#### TRY IT:
Below are the records. List every line holding the word "sofa".

=== AVAILABLE DATA ===

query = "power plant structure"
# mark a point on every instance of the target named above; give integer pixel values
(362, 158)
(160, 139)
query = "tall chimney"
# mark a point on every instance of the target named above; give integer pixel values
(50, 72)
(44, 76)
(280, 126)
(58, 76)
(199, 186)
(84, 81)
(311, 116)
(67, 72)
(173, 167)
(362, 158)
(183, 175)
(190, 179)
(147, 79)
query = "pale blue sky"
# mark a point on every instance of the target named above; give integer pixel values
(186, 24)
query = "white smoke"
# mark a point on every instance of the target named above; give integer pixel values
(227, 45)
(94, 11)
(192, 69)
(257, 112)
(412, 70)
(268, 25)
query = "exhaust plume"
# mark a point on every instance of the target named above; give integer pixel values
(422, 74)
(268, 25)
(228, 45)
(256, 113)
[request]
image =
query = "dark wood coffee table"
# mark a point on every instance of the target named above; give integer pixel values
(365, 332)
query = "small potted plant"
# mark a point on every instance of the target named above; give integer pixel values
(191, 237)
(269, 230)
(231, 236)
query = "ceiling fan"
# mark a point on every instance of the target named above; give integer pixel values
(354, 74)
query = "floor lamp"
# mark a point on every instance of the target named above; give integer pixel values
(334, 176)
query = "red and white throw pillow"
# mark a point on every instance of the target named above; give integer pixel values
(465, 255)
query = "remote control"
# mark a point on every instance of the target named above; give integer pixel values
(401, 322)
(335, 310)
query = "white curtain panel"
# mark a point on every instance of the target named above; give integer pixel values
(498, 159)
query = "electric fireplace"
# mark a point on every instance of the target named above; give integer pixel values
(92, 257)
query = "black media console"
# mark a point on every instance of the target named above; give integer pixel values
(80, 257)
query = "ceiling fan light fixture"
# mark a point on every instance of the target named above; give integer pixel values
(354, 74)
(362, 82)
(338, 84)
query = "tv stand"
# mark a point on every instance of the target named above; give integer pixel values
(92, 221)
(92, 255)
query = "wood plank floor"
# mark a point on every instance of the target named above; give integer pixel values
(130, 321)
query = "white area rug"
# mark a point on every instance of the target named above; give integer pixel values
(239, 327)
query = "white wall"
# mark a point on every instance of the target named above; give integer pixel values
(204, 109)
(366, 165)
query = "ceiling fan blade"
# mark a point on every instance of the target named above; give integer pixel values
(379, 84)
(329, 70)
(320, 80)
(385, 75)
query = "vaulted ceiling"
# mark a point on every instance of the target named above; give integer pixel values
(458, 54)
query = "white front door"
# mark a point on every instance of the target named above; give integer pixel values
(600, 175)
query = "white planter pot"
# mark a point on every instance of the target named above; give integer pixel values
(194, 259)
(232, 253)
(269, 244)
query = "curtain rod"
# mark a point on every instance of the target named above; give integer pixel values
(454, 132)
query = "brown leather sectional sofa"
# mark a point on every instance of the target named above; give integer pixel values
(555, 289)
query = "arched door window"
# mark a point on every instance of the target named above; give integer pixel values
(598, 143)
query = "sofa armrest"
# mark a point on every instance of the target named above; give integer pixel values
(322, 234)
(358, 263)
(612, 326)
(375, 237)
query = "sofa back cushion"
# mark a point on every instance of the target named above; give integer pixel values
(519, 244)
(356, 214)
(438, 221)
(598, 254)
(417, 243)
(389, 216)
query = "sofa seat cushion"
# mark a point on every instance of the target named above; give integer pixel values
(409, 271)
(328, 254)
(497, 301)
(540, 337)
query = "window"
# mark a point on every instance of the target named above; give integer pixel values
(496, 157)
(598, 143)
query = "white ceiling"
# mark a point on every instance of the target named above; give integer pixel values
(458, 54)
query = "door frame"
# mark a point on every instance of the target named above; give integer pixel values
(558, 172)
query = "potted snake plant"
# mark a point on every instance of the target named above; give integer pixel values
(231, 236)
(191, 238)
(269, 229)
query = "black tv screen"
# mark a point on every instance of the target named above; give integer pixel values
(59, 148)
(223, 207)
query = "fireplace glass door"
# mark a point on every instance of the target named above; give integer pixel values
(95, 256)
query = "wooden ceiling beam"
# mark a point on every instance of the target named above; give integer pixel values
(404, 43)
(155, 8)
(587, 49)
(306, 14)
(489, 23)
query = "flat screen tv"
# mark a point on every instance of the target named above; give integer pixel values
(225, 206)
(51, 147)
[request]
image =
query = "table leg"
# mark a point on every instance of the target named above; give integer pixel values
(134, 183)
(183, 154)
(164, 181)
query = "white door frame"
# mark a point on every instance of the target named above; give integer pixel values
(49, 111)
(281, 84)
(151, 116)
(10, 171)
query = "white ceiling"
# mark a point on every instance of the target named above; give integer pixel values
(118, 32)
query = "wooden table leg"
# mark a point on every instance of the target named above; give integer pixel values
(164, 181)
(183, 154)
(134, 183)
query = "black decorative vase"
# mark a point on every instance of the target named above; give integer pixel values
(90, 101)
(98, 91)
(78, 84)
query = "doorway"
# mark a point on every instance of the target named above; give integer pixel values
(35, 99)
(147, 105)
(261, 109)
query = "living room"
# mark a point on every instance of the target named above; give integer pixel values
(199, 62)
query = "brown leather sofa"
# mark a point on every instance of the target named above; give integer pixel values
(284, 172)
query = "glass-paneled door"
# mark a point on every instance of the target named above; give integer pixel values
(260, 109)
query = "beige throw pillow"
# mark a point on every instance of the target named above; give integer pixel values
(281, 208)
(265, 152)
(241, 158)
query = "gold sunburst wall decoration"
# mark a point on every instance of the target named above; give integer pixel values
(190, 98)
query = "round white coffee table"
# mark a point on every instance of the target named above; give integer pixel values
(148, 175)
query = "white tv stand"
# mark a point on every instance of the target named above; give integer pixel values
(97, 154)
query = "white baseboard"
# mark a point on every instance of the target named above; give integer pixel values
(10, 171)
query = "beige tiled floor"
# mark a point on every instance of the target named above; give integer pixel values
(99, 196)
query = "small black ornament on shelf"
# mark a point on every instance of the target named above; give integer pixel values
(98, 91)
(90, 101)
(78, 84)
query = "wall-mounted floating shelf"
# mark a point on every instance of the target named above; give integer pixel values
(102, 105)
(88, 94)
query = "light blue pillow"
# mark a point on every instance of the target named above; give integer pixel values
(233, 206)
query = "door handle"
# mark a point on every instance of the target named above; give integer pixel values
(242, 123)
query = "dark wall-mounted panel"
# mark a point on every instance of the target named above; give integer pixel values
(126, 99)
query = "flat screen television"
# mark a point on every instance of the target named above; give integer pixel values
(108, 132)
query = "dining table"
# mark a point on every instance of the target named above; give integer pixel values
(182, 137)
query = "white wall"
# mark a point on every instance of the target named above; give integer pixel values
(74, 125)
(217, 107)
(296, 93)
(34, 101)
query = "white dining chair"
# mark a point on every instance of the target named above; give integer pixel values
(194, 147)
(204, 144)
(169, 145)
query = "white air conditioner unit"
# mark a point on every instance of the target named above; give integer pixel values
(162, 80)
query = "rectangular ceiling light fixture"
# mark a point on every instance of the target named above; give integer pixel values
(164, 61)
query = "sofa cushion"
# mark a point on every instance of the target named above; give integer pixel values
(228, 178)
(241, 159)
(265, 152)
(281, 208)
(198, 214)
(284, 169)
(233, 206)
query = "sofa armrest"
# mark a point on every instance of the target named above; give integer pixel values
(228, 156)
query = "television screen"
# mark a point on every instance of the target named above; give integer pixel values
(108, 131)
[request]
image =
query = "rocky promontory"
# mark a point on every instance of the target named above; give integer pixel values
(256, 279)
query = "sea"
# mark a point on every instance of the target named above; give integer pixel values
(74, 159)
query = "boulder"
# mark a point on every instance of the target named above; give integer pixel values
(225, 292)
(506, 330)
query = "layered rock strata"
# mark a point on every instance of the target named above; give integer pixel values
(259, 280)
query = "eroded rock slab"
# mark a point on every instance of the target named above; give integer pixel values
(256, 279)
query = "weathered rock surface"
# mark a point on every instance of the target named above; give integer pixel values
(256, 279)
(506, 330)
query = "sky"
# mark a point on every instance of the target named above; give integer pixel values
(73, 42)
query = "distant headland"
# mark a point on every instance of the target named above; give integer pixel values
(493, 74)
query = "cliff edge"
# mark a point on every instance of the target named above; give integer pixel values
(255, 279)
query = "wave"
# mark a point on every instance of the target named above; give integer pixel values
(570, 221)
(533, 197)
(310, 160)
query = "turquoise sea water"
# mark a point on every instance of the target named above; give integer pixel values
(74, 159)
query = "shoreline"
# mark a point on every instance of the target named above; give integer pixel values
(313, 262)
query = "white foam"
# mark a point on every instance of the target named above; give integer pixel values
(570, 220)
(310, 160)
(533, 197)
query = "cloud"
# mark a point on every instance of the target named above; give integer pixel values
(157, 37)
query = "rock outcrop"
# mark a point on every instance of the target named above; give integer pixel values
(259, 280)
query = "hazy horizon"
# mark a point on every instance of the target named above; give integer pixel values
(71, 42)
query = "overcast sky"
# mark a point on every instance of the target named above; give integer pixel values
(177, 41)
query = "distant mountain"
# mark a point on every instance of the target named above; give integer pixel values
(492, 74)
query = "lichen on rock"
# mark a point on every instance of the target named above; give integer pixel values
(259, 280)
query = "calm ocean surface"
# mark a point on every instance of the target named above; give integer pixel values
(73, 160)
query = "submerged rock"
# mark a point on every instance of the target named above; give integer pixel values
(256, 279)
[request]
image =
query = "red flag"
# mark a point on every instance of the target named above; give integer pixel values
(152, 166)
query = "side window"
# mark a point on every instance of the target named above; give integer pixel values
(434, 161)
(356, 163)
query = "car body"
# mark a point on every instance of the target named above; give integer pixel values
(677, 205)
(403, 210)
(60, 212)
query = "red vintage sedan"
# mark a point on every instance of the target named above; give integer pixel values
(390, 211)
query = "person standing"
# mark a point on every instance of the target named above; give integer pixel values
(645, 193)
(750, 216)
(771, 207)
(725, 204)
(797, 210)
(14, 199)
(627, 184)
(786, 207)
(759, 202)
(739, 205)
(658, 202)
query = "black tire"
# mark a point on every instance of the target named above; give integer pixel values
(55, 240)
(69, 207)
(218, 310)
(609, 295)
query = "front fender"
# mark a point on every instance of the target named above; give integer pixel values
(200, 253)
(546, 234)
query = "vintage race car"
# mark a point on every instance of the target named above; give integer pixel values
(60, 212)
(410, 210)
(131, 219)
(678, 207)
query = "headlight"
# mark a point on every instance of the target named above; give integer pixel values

===

#### ANSWER BELOW:
query = "brown leather sectional sofa"
query = "sofa armrest"
query = "sofa back cushion"
query = "sofa seat cushion"
query = "brown leather sofa"
query = "sofa cushion"
query = "sofa armrest"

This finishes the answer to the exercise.